→ Source material:
------------------------

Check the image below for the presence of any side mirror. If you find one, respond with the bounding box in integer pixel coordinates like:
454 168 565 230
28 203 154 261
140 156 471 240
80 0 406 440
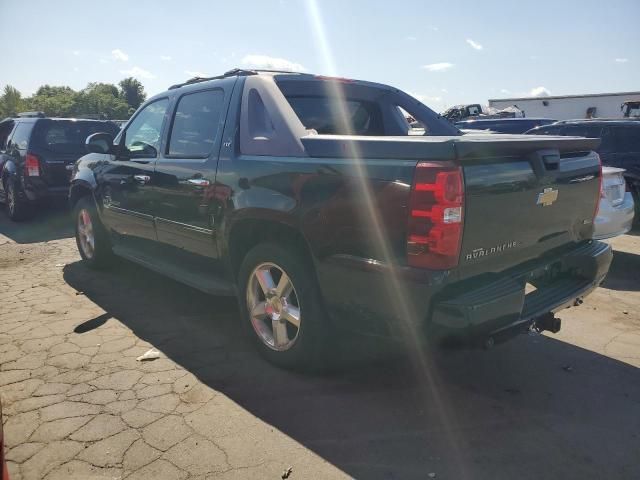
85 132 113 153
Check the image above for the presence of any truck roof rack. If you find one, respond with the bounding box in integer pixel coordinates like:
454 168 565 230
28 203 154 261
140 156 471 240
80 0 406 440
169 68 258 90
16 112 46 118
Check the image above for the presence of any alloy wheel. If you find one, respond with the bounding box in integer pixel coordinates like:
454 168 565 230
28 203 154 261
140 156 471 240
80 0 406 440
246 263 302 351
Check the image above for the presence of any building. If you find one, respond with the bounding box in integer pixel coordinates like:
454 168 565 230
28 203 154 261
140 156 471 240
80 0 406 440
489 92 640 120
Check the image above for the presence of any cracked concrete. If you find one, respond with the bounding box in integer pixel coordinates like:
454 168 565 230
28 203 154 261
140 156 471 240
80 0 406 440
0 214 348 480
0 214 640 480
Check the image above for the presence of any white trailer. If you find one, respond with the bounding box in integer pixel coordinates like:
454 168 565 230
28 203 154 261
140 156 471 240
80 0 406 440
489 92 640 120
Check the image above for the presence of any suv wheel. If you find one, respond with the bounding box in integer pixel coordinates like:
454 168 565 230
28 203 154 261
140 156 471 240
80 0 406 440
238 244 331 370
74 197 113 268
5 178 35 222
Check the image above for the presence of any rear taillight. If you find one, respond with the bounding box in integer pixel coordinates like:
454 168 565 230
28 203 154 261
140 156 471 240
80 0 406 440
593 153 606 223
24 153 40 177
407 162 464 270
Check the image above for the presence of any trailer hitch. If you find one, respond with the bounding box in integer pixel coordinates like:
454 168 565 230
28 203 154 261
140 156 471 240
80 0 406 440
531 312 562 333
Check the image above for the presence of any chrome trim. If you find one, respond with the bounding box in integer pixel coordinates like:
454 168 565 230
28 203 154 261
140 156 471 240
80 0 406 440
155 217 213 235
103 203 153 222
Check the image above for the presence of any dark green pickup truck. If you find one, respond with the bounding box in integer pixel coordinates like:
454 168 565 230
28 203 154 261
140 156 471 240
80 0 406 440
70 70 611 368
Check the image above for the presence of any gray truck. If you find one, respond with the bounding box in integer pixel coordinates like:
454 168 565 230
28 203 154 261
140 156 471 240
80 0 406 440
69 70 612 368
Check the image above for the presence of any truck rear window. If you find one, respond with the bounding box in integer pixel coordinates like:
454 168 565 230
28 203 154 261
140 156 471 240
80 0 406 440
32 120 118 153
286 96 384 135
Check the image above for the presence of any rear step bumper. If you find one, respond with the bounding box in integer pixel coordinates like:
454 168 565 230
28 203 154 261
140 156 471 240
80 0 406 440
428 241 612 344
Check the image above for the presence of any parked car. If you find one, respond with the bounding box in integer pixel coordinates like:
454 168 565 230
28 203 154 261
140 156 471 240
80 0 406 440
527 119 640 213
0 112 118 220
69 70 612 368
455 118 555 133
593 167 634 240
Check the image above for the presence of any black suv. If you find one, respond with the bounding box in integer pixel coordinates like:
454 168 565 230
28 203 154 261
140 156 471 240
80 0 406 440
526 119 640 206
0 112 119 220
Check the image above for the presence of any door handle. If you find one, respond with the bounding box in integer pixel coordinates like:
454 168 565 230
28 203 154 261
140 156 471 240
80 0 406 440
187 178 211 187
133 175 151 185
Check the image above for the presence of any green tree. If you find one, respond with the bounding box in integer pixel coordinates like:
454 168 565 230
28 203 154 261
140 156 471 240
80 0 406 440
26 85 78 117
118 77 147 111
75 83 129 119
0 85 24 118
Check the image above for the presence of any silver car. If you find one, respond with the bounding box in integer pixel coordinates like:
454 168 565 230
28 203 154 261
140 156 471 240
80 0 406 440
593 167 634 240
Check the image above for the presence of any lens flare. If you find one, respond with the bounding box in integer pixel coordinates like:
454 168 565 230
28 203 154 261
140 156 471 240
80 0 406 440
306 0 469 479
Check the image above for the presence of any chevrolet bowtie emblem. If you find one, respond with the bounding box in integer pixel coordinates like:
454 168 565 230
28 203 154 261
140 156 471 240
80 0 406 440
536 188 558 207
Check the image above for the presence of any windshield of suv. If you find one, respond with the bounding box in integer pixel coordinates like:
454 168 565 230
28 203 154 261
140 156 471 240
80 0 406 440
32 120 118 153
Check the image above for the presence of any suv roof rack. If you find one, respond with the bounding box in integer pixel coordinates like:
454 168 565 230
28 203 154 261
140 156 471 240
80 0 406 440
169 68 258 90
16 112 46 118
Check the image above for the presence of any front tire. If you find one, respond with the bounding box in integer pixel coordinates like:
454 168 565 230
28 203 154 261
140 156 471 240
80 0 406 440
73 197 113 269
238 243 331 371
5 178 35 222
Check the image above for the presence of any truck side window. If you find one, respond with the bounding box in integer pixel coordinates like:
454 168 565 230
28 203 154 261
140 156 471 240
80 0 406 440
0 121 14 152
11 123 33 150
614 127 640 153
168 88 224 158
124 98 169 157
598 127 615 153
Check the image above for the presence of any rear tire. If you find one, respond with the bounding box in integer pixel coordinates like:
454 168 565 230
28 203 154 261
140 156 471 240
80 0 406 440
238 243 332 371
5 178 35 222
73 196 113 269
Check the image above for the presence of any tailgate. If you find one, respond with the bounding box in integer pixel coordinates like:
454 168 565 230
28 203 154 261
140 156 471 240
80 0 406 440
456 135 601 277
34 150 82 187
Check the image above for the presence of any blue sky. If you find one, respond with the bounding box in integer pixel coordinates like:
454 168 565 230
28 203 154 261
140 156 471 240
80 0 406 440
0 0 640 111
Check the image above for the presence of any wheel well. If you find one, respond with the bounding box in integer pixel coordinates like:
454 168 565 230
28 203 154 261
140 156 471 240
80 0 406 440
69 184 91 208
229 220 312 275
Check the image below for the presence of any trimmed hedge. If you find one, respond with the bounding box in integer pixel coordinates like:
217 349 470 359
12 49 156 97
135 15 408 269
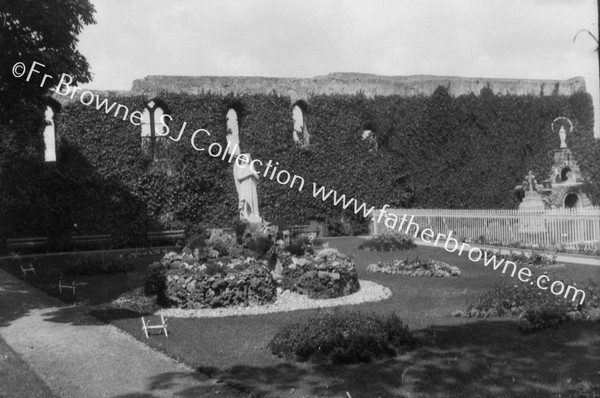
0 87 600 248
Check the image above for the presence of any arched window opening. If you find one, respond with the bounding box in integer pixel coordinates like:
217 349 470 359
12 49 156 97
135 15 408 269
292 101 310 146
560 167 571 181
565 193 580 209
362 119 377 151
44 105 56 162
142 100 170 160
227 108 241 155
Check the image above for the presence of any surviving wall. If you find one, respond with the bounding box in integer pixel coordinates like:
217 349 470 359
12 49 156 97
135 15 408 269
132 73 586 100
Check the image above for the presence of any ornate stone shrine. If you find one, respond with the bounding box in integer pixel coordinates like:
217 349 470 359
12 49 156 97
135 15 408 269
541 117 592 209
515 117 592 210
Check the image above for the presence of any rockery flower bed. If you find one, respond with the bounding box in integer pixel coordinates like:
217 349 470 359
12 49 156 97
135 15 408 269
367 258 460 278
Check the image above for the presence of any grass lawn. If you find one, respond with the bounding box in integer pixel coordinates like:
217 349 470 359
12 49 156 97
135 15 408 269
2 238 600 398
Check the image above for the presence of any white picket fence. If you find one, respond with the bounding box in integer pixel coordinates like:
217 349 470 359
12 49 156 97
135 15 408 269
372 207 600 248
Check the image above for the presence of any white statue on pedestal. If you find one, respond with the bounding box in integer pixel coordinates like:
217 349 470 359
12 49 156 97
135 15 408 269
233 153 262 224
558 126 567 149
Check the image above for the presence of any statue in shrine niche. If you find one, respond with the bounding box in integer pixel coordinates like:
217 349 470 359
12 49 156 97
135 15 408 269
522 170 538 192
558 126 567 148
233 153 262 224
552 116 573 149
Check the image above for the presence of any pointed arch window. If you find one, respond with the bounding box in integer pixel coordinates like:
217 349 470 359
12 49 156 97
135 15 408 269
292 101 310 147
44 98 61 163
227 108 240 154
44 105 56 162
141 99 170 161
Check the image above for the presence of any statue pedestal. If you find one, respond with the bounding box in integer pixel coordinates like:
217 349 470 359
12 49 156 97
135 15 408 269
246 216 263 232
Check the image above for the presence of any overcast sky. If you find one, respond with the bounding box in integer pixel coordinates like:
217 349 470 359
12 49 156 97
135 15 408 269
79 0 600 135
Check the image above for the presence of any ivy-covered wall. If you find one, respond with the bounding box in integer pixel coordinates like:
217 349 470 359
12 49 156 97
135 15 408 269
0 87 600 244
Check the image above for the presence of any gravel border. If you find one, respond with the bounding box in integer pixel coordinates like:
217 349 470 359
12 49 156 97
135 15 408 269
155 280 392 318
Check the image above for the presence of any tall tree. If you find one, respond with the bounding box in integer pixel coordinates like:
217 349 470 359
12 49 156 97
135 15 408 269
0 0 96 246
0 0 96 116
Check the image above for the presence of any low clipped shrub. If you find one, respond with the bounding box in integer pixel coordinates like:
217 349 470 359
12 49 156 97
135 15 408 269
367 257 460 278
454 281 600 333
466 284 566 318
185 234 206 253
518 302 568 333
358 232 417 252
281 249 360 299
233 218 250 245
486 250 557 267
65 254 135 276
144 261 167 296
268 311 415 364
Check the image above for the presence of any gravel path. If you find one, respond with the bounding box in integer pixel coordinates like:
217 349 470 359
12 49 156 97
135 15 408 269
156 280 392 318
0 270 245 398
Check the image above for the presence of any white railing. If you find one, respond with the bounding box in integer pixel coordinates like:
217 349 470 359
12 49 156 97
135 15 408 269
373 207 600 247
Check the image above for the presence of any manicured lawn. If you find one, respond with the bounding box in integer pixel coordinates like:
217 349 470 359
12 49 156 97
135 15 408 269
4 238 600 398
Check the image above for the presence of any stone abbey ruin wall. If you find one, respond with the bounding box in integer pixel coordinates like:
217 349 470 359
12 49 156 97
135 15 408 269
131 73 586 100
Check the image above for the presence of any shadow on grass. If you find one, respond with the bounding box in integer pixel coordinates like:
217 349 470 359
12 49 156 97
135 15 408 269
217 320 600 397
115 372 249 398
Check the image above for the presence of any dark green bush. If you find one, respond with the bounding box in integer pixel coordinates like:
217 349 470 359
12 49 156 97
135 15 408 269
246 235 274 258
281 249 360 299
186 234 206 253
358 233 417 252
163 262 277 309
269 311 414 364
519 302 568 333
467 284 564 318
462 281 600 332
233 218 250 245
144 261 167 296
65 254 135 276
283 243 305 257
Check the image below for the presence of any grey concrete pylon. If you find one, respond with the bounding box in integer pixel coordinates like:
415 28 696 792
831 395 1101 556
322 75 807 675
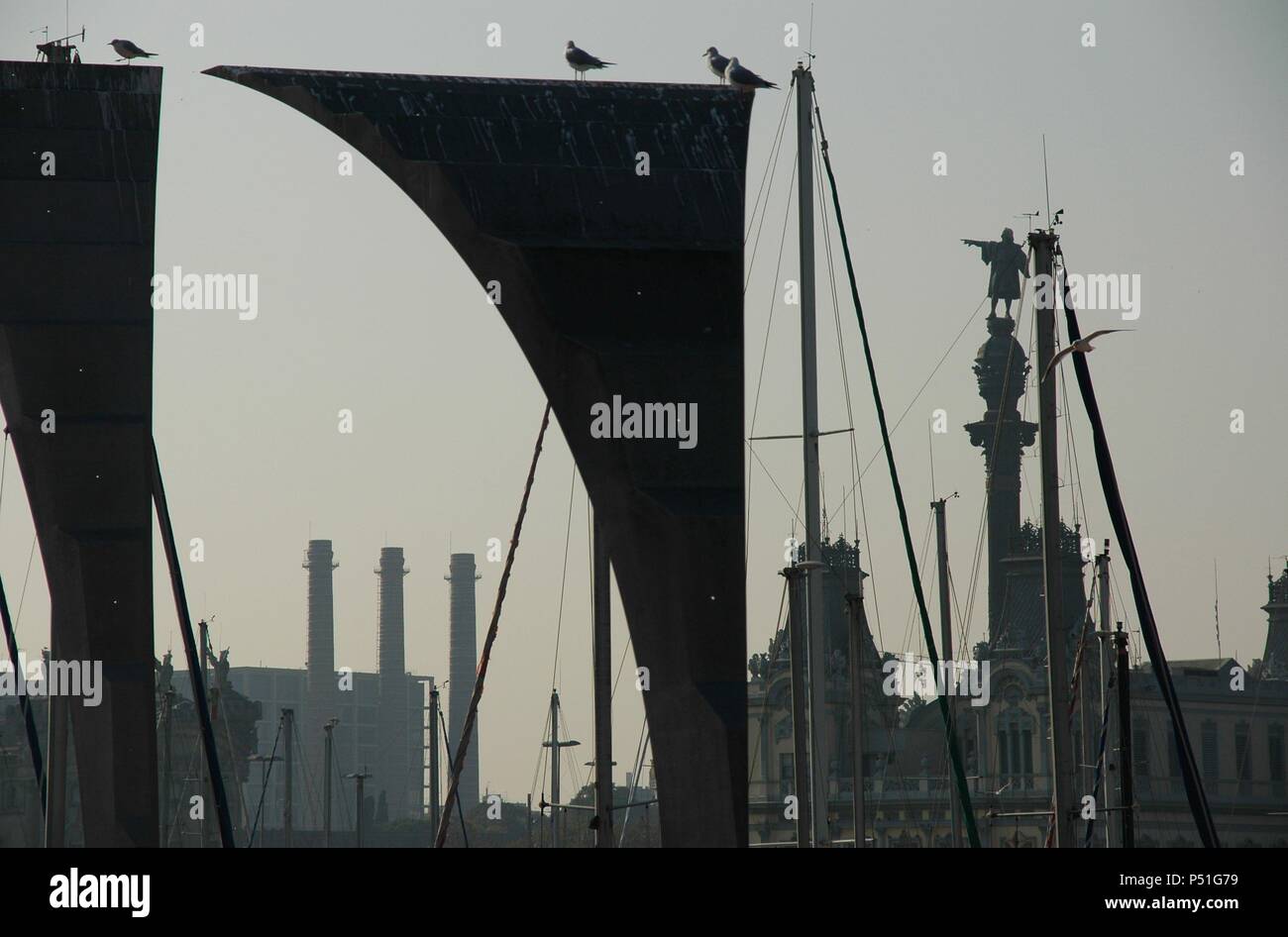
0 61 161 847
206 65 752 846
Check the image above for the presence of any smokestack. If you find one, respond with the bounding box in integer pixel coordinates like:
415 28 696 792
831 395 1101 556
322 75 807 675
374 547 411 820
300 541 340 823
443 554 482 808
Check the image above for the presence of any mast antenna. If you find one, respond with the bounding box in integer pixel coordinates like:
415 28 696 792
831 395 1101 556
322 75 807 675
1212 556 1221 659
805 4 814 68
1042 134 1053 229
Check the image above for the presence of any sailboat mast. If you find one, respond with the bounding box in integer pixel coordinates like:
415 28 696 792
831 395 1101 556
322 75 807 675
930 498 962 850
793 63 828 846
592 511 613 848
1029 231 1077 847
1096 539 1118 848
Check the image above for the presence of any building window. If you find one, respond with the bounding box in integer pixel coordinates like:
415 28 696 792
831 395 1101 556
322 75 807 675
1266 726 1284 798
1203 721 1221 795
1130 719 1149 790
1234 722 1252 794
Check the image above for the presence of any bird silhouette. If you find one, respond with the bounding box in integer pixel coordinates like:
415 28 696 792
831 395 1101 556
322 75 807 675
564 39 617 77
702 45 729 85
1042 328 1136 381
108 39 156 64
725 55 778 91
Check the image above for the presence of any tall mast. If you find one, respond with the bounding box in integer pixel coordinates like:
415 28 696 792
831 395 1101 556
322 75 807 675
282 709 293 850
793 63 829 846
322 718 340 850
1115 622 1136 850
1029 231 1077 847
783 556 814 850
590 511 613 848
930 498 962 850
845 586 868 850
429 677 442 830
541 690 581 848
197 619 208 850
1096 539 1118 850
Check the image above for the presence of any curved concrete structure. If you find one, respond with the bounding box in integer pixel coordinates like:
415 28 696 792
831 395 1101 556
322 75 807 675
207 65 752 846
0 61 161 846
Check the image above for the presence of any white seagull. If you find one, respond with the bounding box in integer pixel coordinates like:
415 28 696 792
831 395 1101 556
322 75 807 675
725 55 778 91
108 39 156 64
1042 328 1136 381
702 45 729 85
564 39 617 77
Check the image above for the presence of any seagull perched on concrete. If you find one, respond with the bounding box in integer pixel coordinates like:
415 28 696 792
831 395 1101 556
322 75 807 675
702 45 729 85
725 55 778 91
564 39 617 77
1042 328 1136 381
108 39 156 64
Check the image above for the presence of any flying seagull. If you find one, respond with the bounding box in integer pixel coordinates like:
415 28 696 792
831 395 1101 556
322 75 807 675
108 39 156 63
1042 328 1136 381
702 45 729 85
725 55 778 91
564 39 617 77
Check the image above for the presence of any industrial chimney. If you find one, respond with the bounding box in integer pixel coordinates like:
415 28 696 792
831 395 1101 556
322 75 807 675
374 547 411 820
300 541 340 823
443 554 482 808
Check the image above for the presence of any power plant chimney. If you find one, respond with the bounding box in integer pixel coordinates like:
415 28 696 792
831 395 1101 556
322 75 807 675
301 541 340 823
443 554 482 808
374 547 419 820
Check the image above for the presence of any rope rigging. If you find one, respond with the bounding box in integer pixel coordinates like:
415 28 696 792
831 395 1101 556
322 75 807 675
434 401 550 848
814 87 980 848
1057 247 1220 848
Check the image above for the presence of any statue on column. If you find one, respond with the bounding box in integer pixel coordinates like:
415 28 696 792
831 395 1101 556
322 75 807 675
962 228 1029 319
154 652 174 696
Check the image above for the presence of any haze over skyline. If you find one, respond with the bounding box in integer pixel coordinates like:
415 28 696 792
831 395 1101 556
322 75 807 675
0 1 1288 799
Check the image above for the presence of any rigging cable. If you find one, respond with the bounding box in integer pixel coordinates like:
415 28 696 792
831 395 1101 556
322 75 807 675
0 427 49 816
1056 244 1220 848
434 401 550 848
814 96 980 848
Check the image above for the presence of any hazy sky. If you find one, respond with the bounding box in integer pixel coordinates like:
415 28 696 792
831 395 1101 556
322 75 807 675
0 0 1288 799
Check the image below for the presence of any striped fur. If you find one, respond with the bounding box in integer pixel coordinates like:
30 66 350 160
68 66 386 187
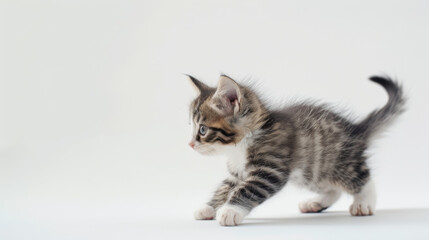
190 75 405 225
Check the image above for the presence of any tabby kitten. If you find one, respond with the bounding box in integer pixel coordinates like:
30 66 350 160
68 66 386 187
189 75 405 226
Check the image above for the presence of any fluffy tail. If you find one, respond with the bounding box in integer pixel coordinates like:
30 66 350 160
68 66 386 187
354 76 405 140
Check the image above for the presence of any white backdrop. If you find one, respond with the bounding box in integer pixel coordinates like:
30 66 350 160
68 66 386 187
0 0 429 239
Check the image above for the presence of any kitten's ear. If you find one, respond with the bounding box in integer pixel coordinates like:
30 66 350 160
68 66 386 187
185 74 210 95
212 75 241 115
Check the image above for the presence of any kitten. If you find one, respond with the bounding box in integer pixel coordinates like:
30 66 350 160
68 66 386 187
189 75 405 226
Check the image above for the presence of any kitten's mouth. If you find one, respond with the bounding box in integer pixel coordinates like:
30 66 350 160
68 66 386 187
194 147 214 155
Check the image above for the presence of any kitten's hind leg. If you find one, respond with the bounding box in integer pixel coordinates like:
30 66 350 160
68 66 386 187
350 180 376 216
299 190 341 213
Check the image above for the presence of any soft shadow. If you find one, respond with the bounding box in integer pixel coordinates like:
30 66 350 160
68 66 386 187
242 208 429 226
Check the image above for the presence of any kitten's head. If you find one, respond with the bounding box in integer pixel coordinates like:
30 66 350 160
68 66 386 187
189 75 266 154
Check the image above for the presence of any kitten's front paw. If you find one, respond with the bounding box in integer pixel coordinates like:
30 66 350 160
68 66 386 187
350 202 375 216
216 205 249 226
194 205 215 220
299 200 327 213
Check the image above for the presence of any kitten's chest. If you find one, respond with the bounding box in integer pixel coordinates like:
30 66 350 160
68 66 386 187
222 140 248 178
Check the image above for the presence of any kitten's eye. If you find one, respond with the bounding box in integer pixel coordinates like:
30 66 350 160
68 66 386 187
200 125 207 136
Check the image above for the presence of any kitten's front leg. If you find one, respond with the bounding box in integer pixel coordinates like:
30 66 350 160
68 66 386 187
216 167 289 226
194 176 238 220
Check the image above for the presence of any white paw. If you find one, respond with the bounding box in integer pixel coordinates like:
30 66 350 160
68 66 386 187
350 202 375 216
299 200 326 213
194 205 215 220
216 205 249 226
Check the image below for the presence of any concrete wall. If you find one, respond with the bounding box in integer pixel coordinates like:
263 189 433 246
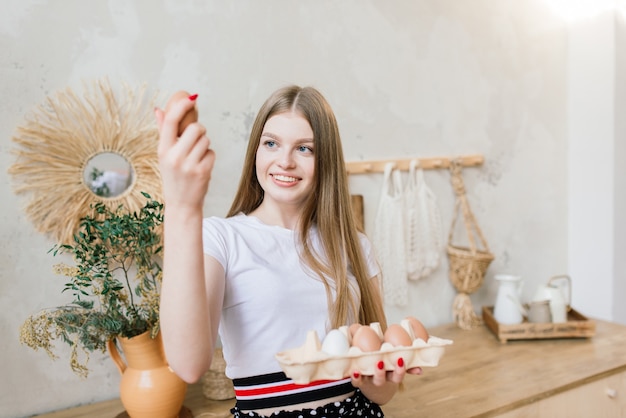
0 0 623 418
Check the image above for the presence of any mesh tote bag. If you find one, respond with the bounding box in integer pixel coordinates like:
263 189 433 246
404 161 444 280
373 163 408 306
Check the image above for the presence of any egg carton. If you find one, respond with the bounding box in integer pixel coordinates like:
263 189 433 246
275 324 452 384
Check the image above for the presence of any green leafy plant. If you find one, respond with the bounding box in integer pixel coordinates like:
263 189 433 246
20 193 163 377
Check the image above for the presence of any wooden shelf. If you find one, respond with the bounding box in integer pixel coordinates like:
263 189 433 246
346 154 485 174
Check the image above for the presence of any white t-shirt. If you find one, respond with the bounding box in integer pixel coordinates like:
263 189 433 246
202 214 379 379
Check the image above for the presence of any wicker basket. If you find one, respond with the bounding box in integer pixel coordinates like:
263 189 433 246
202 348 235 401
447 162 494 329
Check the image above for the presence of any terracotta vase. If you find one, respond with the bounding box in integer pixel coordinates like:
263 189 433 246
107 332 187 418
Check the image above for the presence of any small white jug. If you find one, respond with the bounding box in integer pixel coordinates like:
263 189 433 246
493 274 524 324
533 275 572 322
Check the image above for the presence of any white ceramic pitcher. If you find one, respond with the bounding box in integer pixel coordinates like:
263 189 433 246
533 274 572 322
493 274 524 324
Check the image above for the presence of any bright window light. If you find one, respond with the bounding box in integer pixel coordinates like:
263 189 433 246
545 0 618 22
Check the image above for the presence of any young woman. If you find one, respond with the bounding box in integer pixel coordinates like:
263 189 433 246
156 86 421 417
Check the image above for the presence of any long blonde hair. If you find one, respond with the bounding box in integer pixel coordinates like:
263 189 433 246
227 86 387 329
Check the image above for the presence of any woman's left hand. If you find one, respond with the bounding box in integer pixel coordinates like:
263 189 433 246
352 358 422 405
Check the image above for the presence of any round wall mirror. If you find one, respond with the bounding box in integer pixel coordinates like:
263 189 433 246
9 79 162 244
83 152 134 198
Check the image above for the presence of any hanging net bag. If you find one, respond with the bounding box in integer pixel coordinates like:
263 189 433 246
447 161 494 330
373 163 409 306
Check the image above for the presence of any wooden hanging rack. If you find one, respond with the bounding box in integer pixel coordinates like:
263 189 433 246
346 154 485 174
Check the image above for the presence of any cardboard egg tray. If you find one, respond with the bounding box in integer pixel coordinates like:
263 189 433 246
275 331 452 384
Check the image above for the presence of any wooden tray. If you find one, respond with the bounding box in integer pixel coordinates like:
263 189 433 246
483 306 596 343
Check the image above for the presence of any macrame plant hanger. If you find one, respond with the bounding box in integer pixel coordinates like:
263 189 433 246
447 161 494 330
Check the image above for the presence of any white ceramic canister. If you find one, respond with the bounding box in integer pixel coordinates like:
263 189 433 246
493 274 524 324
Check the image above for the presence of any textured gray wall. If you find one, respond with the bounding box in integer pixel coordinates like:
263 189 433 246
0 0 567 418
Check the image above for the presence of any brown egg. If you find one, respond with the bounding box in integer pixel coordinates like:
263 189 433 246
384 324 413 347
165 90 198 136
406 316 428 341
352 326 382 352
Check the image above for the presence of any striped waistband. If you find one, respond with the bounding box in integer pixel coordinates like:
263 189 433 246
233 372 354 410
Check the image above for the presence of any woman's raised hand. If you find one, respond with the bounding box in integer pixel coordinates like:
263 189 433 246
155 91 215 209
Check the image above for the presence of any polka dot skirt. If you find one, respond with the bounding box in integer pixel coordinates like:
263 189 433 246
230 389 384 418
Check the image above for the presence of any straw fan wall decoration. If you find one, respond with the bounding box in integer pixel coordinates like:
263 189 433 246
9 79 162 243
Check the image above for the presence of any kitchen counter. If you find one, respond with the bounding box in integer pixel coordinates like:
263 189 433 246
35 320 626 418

------------------------

→ Direction: Reproduce verbatim the lines of the data between the line containing "Check the image above for the presence of any ivy-covered" and the line containing "373 207 600 247", inclusive.

→ Exercise solution:
Check the image above for the presence of any ivy-covered wall. If you find one, respond with the bounding box in integer pixel coordinates like:
217 349 470 359
12 49 156 97
135 15 408 269
0 87 600 244
Check the image above for the presence of any gravel border. If you find one, respond with the bounding box in integer pixel coordinates like:
217 349 470 359
12 49 156 97
135 15 408 269
155 280 392 318
Check the image above for the presence of any tall tree. If you find one, respond with the bounding box in integer pixel coordinates like:
217 349 470 359
12 49 156 97
135 15 408 269
0 0 96 246
0 0 96 116
Check the image above for the presence of any low clipped shrub. If you find one, respond with the bounding box in integer pixel coordinates like:
217 349 470 359
12 49 156 97
135 15 408 269
367 257 460 278
454 281 600 333
466 284 566 318
185 234 206 253
518 302 568 333
358 232 417 252
281 249 360 299
233 218 250 245
486 250 557 267
65 254 135 276
144 261 167 296
268 311 415 364
Check the image above for the presence of any gravel path. If you find one, respond with the bounding box in integer pixel coordinates like:
217 349 470 359
12 49 156 97
135 15 408 269
156 280 392 318
0 270 245 398
Check the image above for the presence of any white railing. If you find one, respond with the bounding box in integer pixel coordinates like:
217 349 470 359
12 49 156 97
135 15 408 269
373 207 600 247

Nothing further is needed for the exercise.